:: Отрывок

В плохих вампирских фильмах (а хорошие ставил только Бергман) кровь чаще пьют женщины, ибо на них, даже с этими самыми клыками, смотреть интереснее. Раньше я этого за ними не замечал, зато теперь они мне внушали опасение, и я не смыкал глаз, наблюдая за спящей женой. Не зная, как все, что у женщин в голове, я, как все, подозревал в них тайну. Американский телевизор подсказал — какую. (И то: женщину легче соблазнить — если не вечной жизнью, то вечной молодостью.)

::::
:: Выбранные строки

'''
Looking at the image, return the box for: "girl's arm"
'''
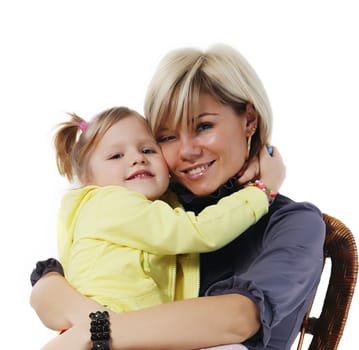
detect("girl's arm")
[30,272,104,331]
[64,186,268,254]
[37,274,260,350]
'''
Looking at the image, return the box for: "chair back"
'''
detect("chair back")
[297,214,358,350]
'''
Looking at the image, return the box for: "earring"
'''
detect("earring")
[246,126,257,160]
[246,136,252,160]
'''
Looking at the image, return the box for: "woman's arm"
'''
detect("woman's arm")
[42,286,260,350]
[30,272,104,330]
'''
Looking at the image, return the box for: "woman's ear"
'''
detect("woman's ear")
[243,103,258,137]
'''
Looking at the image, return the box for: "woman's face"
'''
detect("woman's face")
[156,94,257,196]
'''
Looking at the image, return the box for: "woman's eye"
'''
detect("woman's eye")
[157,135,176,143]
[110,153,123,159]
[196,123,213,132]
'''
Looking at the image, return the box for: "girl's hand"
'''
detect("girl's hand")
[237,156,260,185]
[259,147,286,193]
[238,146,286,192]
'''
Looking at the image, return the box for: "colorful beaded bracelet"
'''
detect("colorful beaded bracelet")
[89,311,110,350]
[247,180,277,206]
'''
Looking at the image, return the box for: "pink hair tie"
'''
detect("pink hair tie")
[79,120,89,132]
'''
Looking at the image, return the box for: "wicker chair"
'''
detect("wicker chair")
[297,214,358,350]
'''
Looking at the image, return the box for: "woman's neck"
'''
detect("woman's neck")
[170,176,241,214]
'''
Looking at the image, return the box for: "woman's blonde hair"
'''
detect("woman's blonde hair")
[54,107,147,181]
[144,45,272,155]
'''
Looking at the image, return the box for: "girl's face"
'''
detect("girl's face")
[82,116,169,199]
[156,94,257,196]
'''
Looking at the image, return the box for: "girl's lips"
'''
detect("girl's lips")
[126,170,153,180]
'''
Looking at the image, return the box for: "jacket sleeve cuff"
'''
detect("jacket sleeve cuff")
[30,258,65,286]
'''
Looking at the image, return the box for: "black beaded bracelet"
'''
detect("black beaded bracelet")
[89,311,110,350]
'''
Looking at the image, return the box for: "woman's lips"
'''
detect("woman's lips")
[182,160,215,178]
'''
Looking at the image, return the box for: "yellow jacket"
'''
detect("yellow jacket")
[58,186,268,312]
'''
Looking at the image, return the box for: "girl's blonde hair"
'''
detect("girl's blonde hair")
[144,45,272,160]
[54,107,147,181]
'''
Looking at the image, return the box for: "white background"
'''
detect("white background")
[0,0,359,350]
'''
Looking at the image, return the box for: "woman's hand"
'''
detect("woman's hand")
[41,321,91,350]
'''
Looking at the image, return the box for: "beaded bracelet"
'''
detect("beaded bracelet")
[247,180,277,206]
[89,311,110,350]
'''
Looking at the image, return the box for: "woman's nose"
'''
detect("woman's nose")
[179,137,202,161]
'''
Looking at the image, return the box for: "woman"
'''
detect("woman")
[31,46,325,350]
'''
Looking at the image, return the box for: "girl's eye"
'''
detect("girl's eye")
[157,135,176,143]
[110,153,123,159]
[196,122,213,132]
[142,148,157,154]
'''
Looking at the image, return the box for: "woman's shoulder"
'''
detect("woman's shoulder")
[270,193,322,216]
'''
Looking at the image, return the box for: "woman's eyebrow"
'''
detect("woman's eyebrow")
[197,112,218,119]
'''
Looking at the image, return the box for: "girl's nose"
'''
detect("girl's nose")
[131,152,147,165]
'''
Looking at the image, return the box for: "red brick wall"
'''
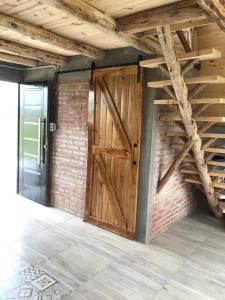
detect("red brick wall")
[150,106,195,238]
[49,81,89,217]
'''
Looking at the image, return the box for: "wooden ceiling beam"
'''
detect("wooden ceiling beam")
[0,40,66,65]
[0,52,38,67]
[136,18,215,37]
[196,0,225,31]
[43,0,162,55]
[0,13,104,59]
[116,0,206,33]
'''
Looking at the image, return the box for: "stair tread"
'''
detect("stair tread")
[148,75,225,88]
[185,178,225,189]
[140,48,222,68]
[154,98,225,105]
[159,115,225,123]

::::

§ Задание A:
Пожалуйста, перепишите из отрывка о вампирах текст от «В плохих вампирских» до «то вечной молодостью.)».
§ Задание B:
Кто, согласно отрывку о вампирах, ставил хорошие вампирские фильмы?
§ Задание C:
Продолжите отрывок о вампирах, начав сразу после его последнего предложения.

§ Ответ A:
В плохих вампирских фильмах (а хорошие ставил только Бергман) кровь чаще пьют женщины, ибо на них, даже с этими самыми клыками, смотреть интереснее. Раньше я этого за ними не замечал, зато теперь они мне внушали опасение, и я не смыкал глаз, наблюдая за спящей женой. Не зная, как все, что у женщин в голове, я, как все, подозревал в них тайну. Американский телевизор подсказал — какую. (И то: женщину легче соблазнить — если не вечной жизнью, то вечной молодостью.)

§ Ответ B:
Только Бергман.

§ Ответ C:
Лишь привыкнув к вампирам, я задался вопросом: что они делают, когда не пьют кровь? Судя по всему, они ее ищут. Ведь единственное призвание и забота вампира — оставаться вампиром. Для нас жизнь — не цель, а средство. Нам бытие дается незаметно и даром, а они за него должны сражаться, добывая себе жизнь по капле. Одно это делает их бессмертие ложным: они не победили смерть, как праведники, а отложили ее, как грешники, до первого осинового кола. Это — бессмертие тела, а не души. И это значит, что вампиры старше нас. Они пришли из эпохи, ее, душу, еще не открывшую. Вот почему они не появляются в зеркале. Ведь оно, по Ленину, отражает только объективную реальность, данную нам в ощущениях, а не в интуиции, с помощью которой мы обнаруживаем присутствие потусторонних гостей.